* GOAL OF THE EXERCISE: Write the records below out again. Match them exactly.

-*-*-

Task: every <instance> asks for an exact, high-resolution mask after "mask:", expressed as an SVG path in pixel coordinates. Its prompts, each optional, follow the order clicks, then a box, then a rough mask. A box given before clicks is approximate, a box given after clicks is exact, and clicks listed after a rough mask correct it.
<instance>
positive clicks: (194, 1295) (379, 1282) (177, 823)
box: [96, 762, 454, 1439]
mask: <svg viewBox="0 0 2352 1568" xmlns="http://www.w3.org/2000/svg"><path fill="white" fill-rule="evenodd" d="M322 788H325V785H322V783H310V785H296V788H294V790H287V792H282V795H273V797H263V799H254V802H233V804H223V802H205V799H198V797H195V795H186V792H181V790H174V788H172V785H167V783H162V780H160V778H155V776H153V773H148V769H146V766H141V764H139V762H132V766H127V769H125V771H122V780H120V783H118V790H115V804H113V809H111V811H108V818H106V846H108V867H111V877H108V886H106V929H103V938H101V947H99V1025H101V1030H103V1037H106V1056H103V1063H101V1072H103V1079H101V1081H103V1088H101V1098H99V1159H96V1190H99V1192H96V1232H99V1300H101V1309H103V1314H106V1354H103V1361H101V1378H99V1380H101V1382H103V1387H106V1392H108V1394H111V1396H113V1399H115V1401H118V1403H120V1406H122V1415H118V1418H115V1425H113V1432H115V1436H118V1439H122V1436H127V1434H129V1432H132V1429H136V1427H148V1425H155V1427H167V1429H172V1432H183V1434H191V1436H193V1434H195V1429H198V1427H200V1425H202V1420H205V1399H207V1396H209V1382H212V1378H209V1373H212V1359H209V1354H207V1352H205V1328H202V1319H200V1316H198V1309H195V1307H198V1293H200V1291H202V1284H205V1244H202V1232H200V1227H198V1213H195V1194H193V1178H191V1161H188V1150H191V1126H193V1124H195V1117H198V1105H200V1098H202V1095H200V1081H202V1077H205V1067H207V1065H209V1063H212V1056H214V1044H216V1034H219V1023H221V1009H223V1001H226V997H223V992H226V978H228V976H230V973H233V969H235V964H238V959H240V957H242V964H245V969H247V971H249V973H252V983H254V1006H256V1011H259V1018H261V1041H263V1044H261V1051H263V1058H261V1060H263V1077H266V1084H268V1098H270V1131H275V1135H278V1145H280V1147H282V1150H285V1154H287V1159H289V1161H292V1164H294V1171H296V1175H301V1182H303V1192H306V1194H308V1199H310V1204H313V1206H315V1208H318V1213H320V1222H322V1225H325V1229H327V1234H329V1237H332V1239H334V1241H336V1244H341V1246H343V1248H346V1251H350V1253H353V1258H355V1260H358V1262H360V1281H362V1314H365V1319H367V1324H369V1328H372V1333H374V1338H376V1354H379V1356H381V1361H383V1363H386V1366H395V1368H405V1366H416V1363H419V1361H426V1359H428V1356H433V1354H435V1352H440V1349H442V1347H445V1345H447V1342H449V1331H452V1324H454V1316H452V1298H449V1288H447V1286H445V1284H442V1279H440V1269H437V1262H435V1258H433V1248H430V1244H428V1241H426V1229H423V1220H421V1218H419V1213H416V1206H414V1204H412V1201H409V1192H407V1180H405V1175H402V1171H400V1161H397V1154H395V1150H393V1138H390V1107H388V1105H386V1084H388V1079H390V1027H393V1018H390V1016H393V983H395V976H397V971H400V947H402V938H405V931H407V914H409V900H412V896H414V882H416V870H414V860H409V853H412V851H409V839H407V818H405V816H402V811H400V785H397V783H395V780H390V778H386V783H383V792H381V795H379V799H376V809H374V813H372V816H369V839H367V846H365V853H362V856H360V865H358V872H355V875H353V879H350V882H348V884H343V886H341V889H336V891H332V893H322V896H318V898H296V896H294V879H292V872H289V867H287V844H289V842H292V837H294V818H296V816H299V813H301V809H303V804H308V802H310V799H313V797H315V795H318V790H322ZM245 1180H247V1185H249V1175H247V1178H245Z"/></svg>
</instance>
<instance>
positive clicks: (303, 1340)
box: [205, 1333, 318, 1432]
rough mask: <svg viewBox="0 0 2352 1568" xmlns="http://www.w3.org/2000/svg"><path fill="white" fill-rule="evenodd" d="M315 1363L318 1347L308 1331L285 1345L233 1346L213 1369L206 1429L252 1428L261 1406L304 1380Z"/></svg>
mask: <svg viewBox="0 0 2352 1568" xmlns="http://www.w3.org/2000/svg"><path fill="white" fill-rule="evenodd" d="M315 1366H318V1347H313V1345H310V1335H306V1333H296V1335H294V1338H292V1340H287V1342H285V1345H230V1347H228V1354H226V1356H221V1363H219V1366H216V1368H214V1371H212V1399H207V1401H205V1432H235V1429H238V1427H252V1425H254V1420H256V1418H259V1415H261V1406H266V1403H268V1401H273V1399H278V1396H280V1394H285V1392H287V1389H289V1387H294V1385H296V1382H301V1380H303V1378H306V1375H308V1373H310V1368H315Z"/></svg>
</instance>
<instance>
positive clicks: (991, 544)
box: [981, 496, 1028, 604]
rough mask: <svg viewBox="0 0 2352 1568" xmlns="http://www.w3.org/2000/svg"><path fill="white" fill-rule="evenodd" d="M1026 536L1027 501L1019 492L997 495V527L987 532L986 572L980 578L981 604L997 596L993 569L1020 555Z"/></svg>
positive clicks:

-*-*-

* SOLVED EXERCISE:
Task: every <instance> asks for an exact, high-resolution mask after "mask:", expressed as an SVG path in pixel coordinates. Its prompts, each optional, follow the order clicks, then a box, then a rough mask. A box given before clicks is approximate, a box given after clicks is exact, and clicks listed after a rough mask correct it.
<instance>
positive clicks: (194, 1295) (379, 1282) (177, 823)
box: [96, 762, 454, 1439]
mask: <svg viewBox="0 0 2352 1568" xmlns="http://www.w3.org/2000/svg"><path fill="white" fill-rule="evenodd" d="M322 788H325V785H322V783H310V785H296V788H294V790H287V792H282V795H273V797H263V799H254V802H233V804H223V802H205V799H198V797H195V795H186V792H181V790H174V788H172V785H167V783H162V780H160V778H155V776H153V773H148V769H146V766H141V764H139V762H132V766H127V769H125V771H122V780H120V783H118V790H115V804H113V809H111V811H108V818H106V846H108V867H111V877H108V886H106V929H103V938H101V947H99V1025H101V1030H103V1037H106V1056H103V1063H101V1072H103V1079H101V1081H103V1088H101V1098H99V1159H96V1190H99V1192H96V1232H99V1300H101V1309H103V1314H106V1354H103V1361H101V1378H99V1380H101V1382H103V1387H106V1392H108V1394H111V1396H113V1399H115V1401H118V1403H120V1406H122V1415H118V1418H115V1425H113V1432H115V1436H118V1439H122V1436H127V1434H129V1432H132V1429H136V1427H148V1425H155V1427H167V1429H172V1432H183V1434H191V1436H193V1434H195V1429H198V1427H200V1425H202V1420H205V1399H207V1396H209V1382H212V1378H209V1373H212V1359H209V1354H207V1352H205V1328H202V1319H200V1316H198V1309H195V1307H198V1293H200V1291H202V1284H205V1244H202V1232H200V1227H198V1213H195V1194H193V1178H191V1161H188V1150H191V1126H193V1124H195V1117H198V1105H200V1098H202V1095H200V1081H202V1077H205V1067H207V1065H209V1063H212V1056H214V1044H216V1034H219V1023H221V1009H223V1001H226V997H223V992H226V978H228V976H230V973H233V969H235V964H238V959H240V957H242V964H245V969H247V971H249V973H252V983H254V1006H256V1011H259V1018H261V1041H263V1044H261V1051H263V1058H261V1060H263V1077H266V1084H268V1098H270V1131H275V1135H278V1145H280V1147H282V1150H285V1154H287V1159H289V1161H292V1164H294V1171H296V1175H301V1182H303V1192H306V1194H308V1199H310V1204H313V1206H315V1208H318V1213H320V1222H322V1225H325V1229H327V1234H329V1237H332V1239H334V1241H336V1244H341V1246H343V1248H346V1251H350V1253H353V1258H355V1260H358V1262H360V1281H362V1314H365V1319H367V1324H369V1328H372V1333H374V1338H376V1354H379V1356H381V1361H383V1363H386V1366H395V1368H405V1366H416V1363H419V1361H426V1359H428V1356H433V1354H435V1352H440V1349H442V1347H445V1345H447V1342H449V1331H452V1324H454V1316H452V1298H449V1288H447V1286H445V1284H442V1279H440V1269H437V1262H435V1258H433V1248H430V1244H428V1241H426V1229H423V1220H421V1218H419V1213H416V1206H414V1204H412V1201H409V1192H407V1180H405V1175H402V1171H400V1161H397V1154H395V1150H393V1138H390V1107H388V1105H386V1084H388V1079H390V1027H393V1018H390V1016H393V983H395V976H397V971H400V947H402V938H405V931H407V914H409V900H412V896H414V882H416V870H414V860H409V853H412V851H409V839H407V818H405V816H402V811H400V785H397V783H395V780H390V778H386V783H383V792H381V795H379V799H376V809H374V813H372V816H369V839H367V846H365V853H362V856H360V865H358V872H355V875H353V879H350V882H348V884H343V886H341V889H336V891H332V893H322V896H318V898H296V896H294V879H292V872H289V867H287V844H289V842H292V837H294V818H296V816H299V813H301V809H303V804H308V802H310V799H313V797H315V795H318V790H322ZM245 1180H247V1185H249V1175H247V1178H245Z"/></svg>
</instance>
<instance>
positive clicks: (303, 1340)
box: [205, 1333, 318, 1432]
rough mask: <svg viewBox="0 0 2352 1568" xmlns="http://www.w3.org/2000/svg"><path fill="white" fill-rule="evenodd" d="M315 1363L318 1347L308 1331L285 1345L233 1346L213 1369L206 1429L252 1428L261 1406L304 1380Z"/></svg>
mask: <svg viewBox="0 0 2352 1568" xmlns="http://www.w3.org/2000/svg"><path fill="white" fill-rule="evenodd" d="M315 1366H318V1347H313V1345H310V1335H306V1333H296V1335H294V1338H292V1340H287V1342H285V1345H230V1347H228V1354H226V1356H221V1363H219V1366H216V1368H214V1371H212V1399H207V1401H205V1432H235V1429H238V1427H252V1425H254V1420H256V1418H259V1415H261V1406H266V1403H268V1401H273V1399H278V1396H280V1394H285V1392H287V1389H289V1387H294V1385H296V1382H301V1380H303V1378H306V1375H308V1373H310V1368H315Z"/></svg>
</instance>
<instance>
positive clicks: (991, 544)
box: [981, 496, 1028, 604]
rough mask: <svg viewBox="0 0 2352 1568" xmlns="http://www.w3.org/2000/svg"><path fill="white" fill-rule="evenodd" d="M1026 536L1027 501L1019 492L997 495V527L987 532L986 572L980 578L981 604L997 596L993 569L1020 555Z"/></svg>
positive clicks:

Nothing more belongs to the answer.